::: Data supplied :::
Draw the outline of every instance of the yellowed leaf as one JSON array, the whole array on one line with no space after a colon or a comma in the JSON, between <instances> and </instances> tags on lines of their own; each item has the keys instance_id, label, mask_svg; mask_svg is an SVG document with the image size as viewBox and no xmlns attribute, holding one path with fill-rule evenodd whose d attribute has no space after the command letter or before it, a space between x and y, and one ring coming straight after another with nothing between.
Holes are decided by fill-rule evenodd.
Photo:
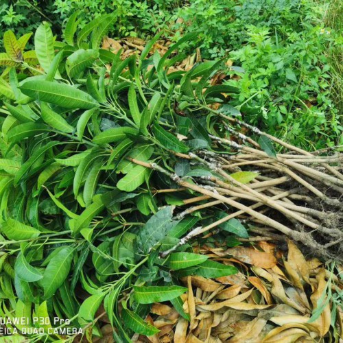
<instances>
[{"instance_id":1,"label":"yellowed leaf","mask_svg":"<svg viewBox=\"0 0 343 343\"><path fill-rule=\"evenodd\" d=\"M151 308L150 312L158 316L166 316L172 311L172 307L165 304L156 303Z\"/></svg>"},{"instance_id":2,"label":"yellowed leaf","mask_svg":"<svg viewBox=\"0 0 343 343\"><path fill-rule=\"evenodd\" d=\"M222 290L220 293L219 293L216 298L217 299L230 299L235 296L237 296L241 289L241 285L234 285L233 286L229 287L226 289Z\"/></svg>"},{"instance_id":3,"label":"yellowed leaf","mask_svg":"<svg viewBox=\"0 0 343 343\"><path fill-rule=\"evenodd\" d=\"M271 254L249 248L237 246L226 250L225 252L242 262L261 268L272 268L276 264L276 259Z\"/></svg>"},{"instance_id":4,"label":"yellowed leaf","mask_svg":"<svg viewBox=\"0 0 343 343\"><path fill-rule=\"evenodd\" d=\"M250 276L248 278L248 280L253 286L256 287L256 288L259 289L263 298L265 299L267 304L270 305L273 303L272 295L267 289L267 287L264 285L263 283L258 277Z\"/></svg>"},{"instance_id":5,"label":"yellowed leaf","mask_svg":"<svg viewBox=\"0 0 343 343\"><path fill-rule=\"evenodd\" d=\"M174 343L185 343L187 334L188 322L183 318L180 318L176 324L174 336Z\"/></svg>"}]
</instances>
:::
::: Data supplied :::
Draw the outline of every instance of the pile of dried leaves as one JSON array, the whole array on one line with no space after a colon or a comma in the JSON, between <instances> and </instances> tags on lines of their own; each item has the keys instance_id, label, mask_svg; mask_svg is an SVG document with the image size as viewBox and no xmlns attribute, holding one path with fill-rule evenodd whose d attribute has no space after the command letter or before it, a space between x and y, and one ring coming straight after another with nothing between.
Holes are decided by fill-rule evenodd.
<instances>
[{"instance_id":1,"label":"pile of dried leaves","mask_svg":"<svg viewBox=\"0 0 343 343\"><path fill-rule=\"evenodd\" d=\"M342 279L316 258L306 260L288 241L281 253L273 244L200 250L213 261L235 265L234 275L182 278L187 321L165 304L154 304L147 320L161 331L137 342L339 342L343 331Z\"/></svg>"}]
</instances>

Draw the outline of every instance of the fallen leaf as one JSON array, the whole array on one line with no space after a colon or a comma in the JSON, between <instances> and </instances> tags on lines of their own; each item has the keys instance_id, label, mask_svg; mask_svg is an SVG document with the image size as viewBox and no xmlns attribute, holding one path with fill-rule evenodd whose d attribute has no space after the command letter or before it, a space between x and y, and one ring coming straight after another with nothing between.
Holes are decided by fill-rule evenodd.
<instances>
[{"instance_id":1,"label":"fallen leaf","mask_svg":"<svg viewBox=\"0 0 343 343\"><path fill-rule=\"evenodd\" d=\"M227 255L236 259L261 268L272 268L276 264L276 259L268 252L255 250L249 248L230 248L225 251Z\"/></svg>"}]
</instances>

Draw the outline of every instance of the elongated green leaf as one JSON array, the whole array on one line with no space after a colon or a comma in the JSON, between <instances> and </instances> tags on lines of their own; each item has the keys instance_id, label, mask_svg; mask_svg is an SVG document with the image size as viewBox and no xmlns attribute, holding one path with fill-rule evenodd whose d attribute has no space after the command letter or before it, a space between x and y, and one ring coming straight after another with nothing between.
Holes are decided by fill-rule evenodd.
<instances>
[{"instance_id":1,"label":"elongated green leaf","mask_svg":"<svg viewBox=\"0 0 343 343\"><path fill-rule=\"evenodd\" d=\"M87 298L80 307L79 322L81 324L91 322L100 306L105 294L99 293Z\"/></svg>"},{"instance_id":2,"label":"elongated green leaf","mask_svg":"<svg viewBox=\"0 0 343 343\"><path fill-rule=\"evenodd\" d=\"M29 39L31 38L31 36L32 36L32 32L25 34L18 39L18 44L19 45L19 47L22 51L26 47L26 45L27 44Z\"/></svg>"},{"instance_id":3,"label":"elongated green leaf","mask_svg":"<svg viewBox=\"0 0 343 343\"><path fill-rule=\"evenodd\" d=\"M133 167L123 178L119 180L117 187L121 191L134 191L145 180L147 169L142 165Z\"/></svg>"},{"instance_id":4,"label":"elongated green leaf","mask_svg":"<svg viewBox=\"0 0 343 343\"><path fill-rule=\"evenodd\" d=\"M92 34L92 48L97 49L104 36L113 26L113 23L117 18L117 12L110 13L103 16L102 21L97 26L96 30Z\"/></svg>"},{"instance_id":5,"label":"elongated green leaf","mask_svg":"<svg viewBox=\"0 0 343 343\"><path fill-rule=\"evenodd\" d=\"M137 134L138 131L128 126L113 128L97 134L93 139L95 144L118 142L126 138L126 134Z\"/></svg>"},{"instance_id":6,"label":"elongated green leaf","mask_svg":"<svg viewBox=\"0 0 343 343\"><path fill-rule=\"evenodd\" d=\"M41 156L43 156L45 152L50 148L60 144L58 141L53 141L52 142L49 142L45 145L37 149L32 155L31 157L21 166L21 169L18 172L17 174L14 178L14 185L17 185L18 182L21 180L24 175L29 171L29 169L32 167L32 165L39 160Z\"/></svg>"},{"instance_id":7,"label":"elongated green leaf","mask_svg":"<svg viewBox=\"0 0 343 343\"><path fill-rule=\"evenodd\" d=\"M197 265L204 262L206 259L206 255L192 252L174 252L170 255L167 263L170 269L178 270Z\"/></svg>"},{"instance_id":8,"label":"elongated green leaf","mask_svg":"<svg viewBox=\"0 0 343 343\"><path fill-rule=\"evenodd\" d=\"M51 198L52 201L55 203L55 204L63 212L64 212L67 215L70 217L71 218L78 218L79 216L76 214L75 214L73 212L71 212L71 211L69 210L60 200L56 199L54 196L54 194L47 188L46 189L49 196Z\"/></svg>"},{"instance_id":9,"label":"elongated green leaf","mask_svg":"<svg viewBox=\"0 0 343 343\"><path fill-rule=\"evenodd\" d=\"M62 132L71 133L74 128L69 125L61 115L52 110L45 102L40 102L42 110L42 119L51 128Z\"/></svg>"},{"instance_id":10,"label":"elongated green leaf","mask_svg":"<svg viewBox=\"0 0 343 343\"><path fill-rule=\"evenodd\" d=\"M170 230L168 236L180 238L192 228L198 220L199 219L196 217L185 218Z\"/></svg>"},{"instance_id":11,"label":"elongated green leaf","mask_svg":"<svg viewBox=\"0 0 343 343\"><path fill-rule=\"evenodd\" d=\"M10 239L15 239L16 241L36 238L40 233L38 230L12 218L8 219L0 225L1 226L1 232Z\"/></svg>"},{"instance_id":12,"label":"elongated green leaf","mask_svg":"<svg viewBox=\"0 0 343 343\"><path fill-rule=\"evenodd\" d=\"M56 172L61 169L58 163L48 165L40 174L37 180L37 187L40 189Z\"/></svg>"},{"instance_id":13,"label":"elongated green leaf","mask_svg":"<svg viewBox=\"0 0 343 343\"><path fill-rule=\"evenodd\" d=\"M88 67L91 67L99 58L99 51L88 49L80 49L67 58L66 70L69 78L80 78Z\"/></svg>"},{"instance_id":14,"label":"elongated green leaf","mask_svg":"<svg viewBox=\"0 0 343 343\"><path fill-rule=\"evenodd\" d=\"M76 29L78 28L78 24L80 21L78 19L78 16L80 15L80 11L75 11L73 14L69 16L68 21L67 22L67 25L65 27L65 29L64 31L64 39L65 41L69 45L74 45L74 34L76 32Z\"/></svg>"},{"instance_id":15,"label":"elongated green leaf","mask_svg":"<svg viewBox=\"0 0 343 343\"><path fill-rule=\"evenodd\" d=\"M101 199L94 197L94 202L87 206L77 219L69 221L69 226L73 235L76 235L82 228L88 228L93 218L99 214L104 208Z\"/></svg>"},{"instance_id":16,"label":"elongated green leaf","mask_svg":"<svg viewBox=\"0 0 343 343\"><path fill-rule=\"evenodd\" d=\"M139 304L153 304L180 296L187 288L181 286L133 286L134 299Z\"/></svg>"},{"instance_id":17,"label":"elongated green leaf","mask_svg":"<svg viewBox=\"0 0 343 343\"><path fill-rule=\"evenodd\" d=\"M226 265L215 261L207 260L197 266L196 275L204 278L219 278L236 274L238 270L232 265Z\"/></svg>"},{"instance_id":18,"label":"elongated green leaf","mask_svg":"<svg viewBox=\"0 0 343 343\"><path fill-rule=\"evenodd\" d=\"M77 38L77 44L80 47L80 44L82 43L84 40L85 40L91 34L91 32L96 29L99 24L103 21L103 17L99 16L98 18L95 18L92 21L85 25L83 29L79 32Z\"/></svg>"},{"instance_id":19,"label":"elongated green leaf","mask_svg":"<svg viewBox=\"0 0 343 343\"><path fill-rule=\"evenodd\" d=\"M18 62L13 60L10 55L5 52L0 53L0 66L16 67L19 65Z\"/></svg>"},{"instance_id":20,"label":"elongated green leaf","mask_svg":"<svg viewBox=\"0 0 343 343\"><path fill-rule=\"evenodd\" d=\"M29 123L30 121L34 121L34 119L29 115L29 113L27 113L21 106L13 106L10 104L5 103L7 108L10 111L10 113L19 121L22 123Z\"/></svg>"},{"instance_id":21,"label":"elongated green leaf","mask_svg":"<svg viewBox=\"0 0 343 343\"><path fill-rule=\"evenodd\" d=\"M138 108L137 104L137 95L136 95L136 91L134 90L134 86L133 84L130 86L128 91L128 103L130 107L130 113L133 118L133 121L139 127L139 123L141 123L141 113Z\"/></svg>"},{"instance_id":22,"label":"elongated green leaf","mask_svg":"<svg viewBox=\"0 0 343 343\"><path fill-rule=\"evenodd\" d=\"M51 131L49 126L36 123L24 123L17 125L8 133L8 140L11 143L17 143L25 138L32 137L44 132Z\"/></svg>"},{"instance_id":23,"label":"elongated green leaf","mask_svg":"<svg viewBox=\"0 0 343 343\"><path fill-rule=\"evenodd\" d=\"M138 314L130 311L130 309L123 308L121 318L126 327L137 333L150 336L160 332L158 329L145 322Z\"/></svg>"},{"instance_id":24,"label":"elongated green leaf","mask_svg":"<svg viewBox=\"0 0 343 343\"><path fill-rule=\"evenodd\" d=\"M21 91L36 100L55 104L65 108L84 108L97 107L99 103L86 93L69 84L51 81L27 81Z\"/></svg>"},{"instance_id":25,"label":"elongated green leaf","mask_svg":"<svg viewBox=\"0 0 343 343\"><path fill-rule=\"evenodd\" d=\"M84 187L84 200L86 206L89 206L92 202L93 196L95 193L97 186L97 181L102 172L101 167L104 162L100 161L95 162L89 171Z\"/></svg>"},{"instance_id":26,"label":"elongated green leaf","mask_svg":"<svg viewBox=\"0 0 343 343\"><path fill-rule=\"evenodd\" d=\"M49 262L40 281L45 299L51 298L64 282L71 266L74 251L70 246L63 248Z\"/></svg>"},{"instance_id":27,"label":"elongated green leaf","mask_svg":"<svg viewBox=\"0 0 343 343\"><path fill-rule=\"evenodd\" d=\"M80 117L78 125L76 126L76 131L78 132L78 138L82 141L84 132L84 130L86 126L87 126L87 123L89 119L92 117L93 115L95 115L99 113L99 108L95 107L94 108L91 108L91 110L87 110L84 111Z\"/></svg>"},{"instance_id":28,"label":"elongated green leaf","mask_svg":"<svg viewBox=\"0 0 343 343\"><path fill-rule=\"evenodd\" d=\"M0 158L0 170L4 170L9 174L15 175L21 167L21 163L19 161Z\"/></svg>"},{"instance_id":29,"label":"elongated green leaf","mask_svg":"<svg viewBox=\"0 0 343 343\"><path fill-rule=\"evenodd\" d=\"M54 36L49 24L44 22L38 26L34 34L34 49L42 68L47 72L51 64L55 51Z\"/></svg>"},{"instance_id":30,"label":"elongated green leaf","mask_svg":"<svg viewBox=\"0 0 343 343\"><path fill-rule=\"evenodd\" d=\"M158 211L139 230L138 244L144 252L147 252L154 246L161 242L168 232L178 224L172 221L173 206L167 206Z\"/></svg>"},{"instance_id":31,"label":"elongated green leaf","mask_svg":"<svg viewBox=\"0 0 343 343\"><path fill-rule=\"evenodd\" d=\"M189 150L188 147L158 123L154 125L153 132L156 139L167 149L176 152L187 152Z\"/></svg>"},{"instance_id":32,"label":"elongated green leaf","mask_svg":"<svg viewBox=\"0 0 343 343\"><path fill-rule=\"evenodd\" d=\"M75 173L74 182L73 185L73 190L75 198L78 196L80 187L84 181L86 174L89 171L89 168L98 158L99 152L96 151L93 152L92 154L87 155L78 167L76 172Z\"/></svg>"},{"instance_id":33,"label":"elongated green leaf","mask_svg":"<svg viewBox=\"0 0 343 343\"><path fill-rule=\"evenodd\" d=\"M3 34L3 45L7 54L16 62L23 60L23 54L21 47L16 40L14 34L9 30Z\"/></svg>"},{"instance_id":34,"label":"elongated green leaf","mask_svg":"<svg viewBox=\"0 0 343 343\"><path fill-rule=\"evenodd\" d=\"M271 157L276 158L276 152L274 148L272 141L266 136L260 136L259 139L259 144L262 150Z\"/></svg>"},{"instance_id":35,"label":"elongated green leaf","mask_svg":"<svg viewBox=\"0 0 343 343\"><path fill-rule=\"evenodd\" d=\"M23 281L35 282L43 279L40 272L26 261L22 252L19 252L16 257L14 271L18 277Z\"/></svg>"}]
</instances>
:::
::: Data supplied :::
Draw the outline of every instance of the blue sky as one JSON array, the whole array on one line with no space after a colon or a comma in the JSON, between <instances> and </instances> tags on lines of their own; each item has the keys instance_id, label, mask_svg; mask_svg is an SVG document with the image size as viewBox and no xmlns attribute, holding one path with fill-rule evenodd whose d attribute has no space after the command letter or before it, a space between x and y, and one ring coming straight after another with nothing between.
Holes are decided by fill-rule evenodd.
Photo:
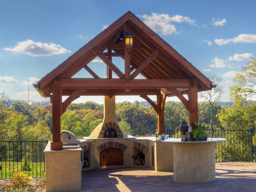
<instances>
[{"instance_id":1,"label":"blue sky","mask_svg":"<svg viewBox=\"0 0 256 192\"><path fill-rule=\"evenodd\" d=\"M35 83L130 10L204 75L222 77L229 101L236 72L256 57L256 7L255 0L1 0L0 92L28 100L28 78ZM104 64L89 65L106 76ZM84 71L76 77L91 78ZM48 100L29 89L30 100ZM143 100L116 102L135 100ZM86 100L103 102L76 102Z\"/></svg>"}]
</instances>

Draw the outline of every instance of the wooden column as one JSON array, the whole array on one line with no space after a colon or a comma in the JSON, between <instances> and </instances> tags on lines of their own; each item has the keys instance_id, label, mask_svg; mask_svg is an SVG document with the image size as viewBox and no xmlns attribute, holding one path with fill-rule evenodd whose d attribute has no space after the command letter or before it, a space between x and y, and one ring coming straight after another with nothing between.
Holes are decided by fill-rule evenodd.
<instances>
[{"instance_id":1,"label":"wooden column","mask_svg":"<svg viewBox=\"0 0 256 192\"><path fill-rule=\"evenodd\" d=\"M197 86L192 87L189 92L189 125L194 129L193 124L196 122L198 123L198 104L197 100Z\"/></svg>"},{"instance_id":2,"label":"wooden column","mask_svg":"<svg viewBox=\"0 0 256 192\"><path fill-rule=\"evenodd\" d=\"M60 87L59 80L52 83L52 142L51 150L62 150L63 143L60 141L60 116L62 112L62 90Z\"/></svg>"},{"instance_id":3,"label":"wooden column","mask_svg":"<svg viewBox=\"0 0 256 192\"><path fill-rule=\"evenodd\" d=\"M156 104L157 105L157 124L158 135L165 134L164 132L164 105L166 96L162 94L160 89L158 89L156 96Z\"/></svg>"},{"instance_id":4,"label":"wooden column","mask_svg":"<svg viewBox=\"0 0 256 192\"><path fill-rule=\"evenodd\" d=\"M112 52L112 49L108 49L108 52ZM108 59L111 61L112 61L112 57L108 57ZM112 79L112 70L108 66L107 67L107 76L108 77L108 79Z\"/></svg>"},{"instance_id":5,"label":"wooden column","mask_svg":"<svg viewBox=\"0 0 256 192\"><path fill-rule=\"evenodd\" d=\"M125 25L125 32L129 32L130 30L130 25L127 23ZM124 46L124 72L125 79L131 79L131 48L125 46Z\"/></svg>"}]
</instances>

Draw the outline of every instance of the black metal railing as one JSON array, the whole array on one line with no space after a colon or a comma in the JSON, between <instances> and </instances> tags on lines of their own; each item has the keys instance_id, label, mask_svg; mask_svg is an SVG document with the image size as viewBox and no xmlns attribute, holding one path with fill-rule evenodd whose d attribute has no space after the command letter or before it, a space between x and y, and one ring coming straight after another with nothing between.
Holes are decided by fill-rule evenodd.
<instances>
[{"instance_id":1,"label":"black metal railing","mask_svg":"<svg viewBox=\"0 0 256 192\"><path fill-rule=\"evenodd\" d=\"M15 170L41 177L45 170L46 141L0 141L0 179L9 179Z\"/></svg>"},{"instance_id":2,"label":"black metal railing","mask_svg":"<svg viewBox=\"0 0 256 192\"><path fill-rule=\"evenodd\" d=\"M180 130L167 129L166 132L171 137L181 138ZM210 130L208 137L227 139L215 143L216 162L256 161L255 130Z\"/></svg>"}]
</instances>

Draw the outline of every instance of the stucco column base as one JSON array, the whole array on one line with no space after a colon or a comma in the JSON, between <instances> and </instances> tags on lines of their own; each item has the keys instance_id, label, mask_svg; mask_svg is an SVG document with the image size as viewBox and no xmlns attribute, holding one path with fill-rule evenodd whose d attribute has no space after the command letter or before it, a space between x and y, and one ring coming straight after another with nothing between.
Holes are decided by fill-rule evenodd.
:::
__Instruction__: Pick out each line above that contains the word "column", and copy every such line in full.

__Solution to this task__:
Draw the outline of every instance of the wooden column as one JSON array, the whole array on one line with no space after a colon or a comma in the JSON, between <instances> and </instances> tags on lines of their own; each item has the keys instance_id, label, mask_svg; mask_svg is an SVG document with the image size as viewBox and no xmlns attribute, holding one path with fill-rule evenodd whose d attribute has no space after the command letter or before it, a space between x and y, and one ring coming straight after another with nothing between.
[{"instance_id":1,"label":"wooden column","mask_svg":"<svg viewBox=\"0 0 256 192\"><path fill-rule=\"evenodd\" d=\"M197 86L192 87L189 92L189 125L194 129L193 124L196 122L198 123L198 104L197 100Z\"/></svg>"},{"instance_id":2,"label":"wooden column","mask_svg":"<svg viewBox=\"0 0 256 192\"><path fill-rule=\"evenodd\" d=\"M60 87L59 80L52 83L52 142L51 150L62 150L63 143L60 141L60 116L62 112L62 90Z\"/></svg>"},{"instance_id":3,"label":"wooden column","mask_svg":"<svg viewBox=\"0 0 256 192\"><path fill-rule=\"evenodd\" d=\"M156 104L157 105L157 124L158 135L165 134L164 132L164 105L166 96L162 94L160 89L158 89L156 96Z\"/></svg>"},{"instance_id":4,"label":"wooden column","mask_svg":"<svg viewBox=\"0 0 256 192\"><path fill-rule=\"evenodd\" d=\"M112 52L112 49L108 49L108 52ZM108 59L111 61L112 61L112 57L108 57ZM112 79L112 70L108 66L107 67L107 76L108 77L108 79Z\"/></svg>"},{"instance_id":5,"label":"wooden column","mask_svg":"<svg viewBox=\"0 0 256 192\"><path fill-rule=\"evenodd\" d=\"M125 25L125 32L129 32L130 30L130 25L127 23ZM124 46L124 72L125 79L131 79L131 48L125 46Z\"/></svg>"}]
Draw the outline of every instance of the stucco column base as one JSON array, the whole array on one line with no space after a colon or a comma in the JSON, between <instances> and </instances> tags on lines of their own; each item has the keys instance_id, label, mask_svg; mask_svg is an SVG document with the image size as viewBox and no xmlns attribute, holding one path with fill-rule evenodd whose d attribute has no space after the command letter or before it, a space between x and y, and one ring coming straight after another with nothing between.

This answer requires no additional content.